# TO DO
Arrange every line of the items below as a Markdown table, skipping blank lines. Use one column called "Row" for the row number and one called "Item line" for the line.

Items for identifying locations
■ ■ ■ ■

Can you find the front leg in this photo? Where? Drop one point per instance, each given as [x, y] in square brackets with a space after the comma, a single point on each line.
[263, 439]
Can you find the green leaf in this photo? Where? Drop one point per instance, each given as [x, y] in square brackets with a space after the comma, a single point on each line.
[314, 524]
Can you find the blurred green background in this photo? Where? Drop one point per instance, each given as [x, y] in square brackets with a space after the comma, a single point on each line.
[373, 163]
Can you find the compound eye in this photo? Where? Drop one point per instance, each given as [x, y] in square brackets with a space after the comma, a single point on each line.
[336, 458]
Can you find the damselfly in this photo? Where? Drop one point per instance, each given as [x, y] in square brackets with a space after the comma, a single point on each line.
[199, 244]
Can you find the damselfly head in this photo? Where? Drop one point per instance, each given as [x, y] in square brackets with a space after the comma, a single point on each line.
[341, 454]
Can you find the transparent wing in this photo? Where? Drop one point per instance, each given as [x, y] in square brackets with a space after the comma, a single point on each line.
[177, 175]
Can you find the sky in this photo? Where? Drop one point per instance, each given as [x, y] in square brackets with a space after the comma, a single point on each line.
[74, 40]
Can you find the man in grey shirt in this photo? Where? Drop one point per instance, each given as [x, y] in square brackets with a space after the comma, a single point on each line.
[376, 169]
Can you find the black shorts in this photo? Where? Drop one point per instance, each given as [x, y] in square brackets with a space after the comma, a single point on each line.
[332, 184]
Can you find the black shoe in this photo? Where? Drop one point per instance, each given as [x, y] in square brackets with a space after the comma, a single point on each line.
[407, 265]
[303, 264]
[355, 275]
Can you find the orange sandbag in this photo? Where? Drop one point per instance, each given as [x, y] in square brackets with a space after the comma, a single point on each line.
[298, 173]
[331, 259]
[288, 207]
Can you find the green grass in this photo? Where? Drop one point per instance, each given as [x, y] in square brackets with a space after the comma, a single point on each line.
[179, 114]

■ ■ ■ ■

# FINAL RESULT
| Row | Item line |
|---|---|
| 1 | Can you find the front leg in this photo? Where? Drop one point per instance, each given as [x, y] in square brackets with a space after the comma, a single point on each line. |
| 2 | [263, 439] |
| 3 | Can you find the green leaf in this photo? Where? Drop one point per instance, each given as [x, y] in square brackets with a space after the comma, a single point on each line. |
| 4 | [314, 524] |
| 5 | Can you find the blurred green background in this photo? Where? Drop one point per instance, each given as [x, y] in square brackets with a space after the comma, a single point on each line. |
| 6 | [373, 163] |
| 7 | Can you find the compound eye in this photo? Where? Drop one point per instance, each given as [x, y] in square brackets with a space after the comma, a single point on each line. |
| 8 | [336, 458] |
| 9 | Can you find the damselfly in this photo? Where? Drop one point per instance, each given as [x, y] in square brackets with a space after the comma, a single point on each line. |
| 10 | [199, 244] |
| 11 | Can you find the damselfly head in this photo? Where? Drop one point per instance, each given as [x, y] in square brackets with a space after the comma, a single point on each line. |
| 12 | [341, 454] |
| 13 | Can you find the transparent wing in this photo? Where? Drop one point per instance, each given as [x, y] in square brackets with a space after the comma, a single point on each line. |
| 14 | [177, 175] |
| 15 | Can you find the sky in this photo? Where? Drop one point per instance, each given as [x, y] in square brackets with a space after the comma, a single point on each line. |
| 16 | [74, 40] |
| 17 | Can you find the man in grey shirt in this photo? Where? Drop one point per instance, each given as [x, y] in square brackets with a space after the comma, a single point on each line. |
| 18 | [376, 169] |
| 19 | Can you find the black shorts in this photo? Where? Drop one point per instance, each given as [x, y] in square brackets with a space after the comma, a single point on each line. |
| 20 | [332, 184] |
| 21 | Can you find the black shoe in this photo? Where? Drop one point per instance, each given as [x, y] in square brackets with a space after the comma, a single point on each line. |
| 22 | [407, 265] |
| 23 | [303, 264] |
| 24 | [355, 275] |
| 25 | Can you find the orange sandbag in this photo? Where? Drop one point per instance, each given as [x, y] in square brackets with a space after the comma, a single point on each line. |
| 26 | [298, 173] |
| 27 | [331, 259] |
| 28 | [288, 207] |
| 29 | Can you find the green grass in this photo? Where? Drop one point per instance, each given as [x, y] in square brackets with a space after the comma, a single point on each line. |
| 30 | [179, 114] |